(Dataset excerpts on object pointing)
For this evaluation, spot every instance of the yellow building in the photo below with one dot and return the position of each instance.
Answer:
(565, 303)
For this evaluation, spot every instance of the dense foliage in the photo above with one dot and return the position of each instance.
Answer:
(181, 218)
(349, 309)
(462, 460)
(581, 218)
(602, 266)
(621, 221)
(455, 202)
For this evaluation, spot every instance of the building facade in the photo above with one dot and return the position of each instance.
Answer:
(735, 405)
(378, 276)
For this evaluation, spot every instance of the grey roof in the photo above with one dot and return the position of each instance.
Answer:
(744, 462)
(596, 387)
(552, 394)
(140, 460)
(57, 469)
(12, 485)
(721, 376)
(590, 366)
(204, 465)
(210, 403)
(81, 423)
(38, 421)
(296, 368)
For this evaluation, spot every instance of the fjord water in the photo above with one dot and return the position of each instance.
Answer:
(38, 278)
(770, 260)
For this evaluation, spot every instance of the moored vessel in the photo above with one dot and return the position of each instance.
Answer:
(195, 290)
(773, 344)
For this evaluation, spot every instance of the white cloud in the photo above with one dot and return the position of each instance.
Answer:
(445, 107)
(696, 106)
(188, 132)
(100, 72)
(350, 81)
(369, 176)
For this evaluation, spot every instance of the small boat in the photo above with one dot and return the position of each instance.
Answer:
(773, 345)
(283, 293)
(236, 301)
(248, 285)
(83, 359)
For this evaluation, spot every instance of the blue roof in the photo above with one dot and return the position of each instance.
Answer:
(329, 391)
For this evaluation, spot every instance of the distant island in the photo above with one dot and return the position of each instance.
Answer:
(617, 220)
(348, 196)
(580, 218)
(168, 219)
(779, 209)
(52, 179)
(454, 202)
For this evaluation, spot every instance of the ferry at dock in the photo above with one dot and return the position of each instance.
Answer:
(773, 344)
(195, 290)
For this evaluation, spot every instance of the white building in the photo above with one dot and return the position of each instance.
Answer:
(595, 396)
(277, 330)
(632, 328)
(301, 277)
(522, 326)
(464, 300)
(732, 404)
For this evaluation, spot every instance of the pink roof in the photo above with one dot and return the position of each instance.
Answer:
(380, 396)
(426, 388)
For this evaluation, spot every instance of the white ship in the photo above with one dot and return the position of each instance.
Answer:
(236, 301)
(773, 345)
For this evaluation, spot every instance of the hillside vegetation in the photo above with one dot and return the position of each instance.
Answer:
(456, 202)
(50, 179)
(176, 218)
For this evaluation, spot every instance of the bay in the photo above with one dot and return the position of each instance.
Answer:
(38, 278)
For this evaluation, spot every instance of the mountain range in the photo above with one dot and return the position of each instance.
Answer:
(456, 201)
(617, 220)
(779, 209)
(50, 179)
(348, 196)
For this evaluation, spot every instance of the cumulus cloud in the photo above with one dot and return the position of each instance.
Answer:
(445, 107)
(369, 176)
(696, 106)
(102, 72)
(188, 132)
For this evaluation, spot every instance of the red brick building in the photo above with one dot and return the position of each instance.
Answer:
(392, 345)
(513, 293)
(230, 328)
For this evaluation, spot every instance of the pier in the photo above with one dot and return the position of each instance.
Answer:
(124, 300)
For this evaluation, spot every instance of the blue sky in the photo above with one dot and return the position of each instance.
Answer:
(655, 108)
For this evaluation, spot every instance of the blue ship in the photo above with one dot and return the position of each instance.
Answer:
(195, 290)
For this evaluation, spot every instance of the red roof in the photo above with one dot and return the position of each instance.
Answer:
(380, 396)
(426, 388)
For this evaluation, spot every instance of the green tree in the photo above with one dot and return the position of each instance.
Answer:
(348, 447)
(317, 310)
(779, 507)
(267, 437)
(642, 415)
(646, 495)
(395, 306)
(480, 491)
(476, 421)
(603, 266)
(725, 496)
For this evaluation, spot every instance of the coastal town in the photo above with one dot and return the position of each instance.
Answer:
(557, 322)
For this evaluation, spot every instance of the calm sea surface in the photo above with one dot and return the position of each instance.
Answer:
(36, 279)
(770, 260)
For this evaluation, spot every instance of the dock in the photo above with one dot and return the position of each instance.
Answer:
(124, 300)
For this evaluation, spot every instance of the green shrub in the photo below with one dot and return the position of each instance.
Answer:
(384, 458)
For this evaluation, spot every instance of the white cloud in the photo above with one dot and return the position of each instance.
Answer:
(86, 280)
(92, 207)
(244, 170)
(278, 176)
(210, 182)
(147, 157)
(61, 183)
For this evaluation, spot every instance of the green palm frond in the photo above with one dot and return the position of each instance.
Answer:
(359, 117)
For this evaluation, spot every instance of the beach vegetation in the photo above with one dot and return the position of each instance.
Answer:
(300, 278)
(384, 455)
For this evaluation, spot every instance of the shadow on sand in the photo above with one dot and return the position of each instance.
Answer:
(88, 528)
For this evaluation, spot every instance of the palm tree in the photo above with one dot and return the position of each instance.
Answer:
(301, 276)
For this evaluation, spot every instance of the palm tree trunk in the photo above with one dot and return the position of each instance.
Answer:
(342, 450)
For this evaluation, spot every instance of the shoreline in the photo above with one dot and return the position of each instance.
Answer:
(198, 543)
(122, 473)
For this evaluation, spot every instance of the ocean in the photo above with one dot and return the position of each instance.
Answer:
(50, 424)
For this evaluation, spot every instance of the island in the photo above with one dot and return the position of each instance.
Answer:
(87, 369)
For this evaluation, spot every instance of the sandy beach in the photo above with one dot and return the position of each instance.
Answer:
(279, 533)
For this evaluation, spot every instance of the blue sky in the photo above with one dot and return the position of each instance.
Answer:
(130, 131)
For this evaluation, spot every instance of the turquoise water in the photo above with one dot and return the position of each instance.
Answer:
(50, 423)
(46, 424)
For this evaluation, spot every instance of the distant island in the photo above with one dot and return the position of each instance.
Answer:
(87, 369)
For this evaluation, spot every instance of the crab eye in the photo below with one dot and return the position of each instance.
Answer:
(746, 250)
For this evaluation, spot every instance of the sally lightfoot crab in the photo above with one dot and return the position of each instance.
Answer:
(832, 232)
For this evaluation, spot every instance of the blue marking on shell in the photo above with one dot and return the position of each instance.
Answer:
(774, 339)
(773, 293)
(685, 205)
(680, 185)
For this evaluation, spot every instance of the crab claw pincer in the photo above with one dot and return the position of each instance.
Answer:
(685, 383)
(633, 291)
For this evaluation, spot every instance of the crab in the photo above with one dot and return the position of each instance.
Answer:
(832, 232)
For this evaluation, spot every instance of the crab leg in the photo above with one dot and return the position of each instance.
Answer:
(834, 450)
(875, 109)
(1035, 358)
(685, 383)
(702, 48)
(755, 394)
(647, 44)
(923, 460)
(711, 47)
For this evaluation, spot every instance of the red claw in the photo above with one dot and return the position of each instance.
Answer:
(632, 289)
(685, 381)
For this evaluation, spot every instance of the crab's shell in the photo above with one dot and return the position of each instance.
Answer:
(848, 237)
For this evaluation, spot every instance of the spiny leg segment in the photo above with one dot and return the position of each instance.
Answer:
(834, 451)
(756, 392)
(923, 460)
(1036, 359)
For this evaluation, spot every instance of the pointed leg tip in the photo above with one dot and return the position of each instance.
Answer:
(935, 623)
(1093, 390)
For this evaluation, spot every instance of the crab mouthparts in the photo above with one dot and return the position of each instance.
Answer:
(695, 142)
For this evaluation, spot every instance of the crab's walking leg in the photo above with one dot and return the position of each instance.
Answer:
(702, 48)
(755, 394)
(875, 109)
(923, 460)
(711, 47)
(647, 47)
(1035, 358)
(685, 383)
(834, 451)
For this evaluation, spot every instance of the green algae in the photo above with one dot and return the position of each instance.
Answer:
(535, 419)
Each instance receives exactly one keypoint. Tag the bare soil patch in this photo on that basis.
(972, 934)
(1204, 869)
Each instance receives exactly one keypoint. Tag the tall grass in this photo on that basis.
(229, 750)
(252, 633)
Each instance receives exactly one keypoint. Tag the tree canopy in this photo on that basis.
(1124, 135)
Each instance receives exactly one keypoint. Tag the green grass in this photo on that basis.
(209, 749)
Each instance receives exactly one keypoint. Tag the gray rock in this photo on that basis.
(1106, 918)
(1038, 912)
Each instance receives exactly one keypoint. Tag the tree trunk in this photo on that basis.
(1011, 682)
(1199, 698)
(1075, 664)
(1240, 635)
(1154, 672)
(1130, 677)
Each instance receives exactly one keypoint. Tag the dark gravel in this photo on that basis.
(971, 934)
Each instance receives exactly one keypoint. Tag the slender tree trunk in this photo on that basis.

YOUR GOAL. Give back exactly the lines from the line containing "For this evaluation, spot every instance of the red claw" to the end of the entries, and no other lines.

COMPLETE RESPONSE.
For this evaluation, spot every instance of the red claw in the photo above with one dot and return the position of each instance.
Answer:
(632, 289)
(685, 381)
For this evaluation, spot every instance of the crab's shell in the photo above with one dot and return the position of each instance.
Answer:
(848, 237)
For this evaluation, spot every instance of the spiny leg segment in the photo above with one dot and return the position of each instance.
Answer:
(834, 451)
(756, 392)
(923, 460)
(1036, 359)
For this evaluation, spot every instance of the pointed leg tip in the photo above with one dot and return the position of each instance.
Answer:
(935, 623)
(1093, 390)
For this evaluation, spot every instance of the crab mouthparts in the photo above with one dot and return the position of each instance.
Answer:
(695, 142)
For this evaluation, spot every instance of the crab's walking leg in the photo above with one dot and return the position of each instance.
Answer:
(702, 48)
(755, 394)
(875, 109)
(923, 460)
(711, 47)
(647, 47)
(1035, 358)
(685, 383)
(834, 451)
For this evaluation, spot every instance of the green algae in the photo above with one dot and return the position of each instance.
Answer:
(535, 419)
Each instance receives exactly one keypoint. Tag the bare soil patch in this photo on that basis.
(972, 934)
(1204, 869)
Each instance receives exactly one keypoint. Tag the tall grass in this photo on that basis.
(229, 750)
(252, 633)
Each instance receives exactly one keypoint. Tag the tree canopy in this photo on that basis.
(1124, 135)
Each instance receives exactly one keypoint. Tag the green grass in this photo on that basis.
(209, 749)
Each instance receives exactly one keypoint. Tag the gray rock in this photo on that basis.
(1106, 918)
(1038, 912)
Each instance receives exactly one keypoint. Tag the tree trunk in this photo on that basis.
(1011, 682)
(1199, 698)
(1075, 664)
(1240, 635)
(1154, 672)
(1130, 677)
Each instance receives exactly one keypoint. Tag the dark gravel in this photo on that basis.
(971, 934)
Each instance receives exactly one keypoint. Tag the slender tree trunk in this photo on that basis.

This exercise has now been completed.